*Exercise*.
Output, word for word, every line from the line with "In this exercise you will indicate the mount fuji" through the final line of the data below.

*Input material*.
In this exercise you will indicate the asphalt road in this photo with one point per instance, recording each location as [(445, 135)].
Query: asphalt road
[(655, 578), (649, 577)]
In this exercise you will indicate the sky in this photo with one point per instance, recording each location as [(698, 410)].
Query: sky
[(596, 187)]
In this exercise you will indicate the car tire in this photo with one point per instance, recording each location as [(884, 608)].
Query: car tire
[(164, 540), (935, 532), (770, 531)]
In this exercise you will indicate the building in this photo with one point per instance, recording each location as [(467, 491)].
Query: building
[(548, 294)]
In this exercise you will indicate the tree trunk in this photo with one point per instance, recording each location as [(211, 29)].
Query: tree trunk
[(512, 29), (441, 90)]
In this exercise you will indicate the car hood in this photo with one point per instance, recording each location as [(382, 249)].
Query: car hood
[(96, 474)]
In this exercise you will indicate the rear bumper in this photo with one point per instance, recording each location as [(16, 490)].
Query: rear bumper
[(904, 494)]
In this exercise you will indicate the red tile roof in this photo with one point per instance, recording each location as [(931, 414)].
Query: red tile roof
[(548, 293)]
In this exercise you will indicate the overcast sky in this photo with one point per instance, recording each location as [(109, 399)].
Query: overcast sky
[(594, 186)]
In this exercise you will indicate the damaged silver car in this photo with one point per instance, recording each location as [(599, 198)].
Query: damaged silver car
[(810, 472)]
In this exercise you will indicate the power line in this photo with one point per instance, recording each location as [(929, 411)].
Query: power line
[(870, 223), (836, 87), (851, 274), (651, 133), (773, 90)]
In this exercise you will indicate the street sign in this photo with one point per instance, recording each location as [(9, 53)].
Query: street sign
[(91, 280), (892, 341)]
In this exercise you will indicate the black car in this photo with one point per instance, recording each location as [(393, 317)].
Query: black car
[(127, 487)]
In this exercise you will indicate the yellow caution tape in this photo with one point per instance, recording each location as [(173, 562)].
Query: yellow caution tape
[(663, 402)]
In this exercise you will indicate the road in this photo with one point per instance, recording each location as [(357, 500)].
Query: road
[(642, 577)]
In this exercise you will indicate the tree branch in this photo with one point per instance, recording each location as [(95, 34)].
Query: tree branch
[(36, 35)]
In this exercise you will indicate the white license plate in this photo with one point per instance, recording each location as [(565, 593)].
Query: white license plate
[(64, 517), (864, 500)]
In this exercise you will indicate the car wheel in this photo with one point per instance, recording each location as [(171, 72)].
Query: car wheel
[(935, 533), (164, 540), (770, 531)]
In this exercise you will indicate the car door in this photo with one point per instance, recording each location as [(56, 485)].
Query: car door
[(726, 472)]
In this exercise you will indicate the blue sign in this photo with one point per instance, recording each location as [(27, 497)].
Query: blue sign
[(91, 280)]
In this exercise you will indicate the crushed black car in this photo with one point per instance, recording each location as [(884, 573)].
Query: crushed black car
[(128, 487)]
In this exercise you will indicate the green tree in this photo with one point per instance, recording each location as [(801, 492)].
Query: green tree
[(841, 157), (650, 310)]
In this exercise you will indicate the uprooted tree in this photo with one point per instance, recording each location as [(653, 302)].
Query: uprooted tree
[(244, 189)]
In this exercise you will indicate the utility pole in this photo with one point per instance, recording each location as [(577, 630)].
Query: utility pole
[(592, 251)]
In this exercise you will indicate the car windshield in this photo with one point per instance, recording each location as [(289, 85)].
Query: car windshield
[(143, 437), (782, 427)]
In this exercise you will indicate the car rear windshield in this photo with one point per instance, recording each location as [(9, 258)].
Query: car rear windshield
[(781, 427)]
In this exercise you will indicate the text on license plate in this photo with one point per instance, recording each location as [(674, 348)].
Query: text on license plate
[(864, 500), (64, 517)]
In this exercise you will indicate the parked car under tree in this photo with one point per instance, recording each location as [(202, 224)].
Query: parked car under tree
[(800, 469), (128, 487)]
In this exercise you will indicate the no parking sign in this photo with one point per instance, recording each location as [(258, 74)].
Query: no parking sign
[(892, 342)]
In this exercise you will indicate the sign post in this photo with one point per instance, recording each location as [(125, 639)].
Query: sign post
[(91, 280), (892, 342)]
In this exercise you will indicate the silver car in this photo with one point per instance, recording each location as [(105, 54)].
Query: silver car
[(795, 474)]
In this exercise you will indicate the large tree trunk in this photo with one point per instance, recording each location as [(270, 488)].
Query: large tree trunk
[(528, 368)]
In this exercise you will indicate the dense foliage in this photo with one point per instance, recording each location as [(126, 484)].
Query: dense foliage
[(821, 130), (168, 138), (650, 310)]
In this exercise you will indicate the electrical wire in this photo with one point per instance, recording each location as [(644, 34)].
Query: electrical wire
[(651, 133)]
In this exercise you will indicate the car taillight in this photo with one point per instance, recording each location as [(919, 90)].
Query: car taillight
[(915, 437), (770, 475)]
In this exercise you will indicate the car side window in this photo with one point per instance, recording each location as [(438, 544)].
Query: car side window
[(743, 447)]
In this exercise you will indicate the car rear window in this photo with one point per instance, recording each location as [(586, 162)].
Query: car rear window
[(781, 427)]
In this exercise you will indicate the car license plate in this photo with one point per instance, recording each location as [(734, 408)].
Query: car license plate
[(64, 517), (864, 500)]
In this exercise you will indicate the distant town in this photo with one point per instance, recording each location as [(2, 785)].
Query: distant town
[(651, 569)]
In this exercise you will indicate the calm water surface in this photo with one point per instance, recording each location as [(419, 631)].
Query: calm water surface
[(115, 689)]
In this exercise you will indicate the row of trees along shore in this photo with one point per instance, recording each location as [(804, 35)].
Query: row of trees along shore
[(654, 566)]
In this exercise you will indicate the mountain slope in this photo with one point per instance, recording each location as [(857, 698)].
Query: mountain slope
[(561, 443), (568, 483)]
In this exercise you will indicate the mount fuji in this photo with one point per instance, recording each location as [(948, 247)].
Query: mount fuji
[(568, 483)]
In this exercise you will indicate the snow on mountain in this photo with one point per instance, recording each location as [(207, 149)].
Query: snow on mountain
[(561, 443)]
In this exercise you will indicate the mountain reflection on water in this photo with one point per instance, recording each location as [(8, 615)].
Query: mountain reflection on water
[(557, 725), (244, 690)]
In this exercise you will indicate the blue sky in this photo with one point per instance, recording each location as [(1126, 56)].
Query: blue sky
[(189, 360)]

*Response box*.
In this exercise you will indicate the mount fuji in this photo with one point per instance, recording each location as [(948, 247)].
Query: mount fuji
[(568, 483)]
In this exercise you will indicate the snow on mountain in this photo with one point per instance, recording each location as [(207, 149)].
Query: snow on mountain
[(561, 443)]
In this exercise you will indicate the mountain reflection on water in this photo with one point per instance, recording each location as [(8, 615)].
Query: mountain reflection on water
[(557, 725), (244, 690)]
In this exercise you will indicate the blue sky in this photo with one point per instance, recording each location as [(1126, 56)].
Query: blue sky
[(189, 360)]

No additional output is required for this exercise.